[RECORD SET]:
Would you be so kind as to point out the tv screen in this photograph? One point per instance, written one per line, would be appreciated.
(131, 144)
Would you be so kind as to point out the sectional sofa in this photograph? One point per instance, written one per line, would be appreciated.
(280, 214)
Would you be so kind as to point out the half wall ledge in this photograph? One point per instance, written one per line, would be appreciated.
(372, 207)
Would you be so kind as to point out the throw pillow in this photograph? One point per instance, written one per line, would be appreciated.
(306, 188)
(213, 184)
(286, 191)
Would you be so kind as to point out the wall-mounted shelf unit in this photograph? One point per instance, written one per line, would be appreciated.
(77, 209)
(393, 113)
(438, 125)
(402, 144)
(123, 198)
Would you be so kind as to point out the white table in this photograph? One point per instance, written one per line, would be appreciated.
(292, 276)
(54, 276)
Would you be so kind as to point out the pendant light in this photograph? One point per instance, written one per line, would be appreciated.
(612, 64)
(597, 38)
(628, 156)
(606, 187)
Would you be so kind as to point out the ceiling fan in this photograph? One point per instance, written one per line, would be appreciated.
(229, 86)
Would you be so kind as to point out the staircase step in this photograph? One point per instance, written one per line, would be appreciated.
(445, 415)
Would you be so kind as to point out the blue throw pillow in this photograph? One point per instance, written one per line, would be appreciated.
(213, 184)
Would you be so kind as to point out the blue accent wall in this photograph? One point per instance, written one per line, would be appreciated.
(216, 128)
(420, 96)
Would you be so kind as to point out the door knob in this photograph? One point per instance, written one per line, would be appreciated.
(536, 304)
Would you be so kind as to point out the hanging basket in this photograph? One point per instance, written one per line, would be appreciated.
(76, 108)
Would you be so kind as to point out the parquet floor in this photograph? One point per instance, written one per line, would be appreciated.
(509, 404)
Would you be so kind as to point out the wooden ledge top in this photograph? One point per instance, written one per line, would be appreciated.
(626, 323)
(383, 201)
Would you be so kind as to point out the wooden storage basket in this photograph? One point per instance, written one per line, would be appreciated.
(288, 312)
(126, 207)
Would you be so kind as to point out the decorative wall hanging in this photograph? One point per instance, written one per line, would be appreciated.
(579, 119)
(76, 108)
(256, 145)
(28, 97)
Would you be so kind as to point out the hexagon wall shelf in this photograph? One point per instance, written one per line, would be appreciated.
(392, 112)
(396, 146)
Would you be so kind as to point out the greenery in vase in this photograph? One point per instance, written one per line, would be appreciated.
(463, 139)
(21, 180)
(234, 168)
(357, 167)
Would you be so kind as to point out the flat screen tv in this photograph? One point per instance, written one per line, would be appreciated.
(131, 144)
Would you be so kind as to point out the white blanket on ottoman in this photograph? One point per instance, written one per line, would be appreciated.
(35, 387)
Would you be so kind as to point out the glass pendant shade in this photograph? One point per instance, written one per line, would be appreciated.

[EXERCISE OBJECTIVE]: Each line from the one that contains "the white blanket" through the last line of the listing above should be written out exactly, and no other line.

[EXERCISE SOLUTION]:
Would you be so kind as to point out the white blanket on ottoman in this photograph? One point per instance, written one per line, would be appreciated.
(35, 387)
Would you be so kind as to point out the glass pendant shade in this photograph? One point per instance, written one per line, would be appreciated.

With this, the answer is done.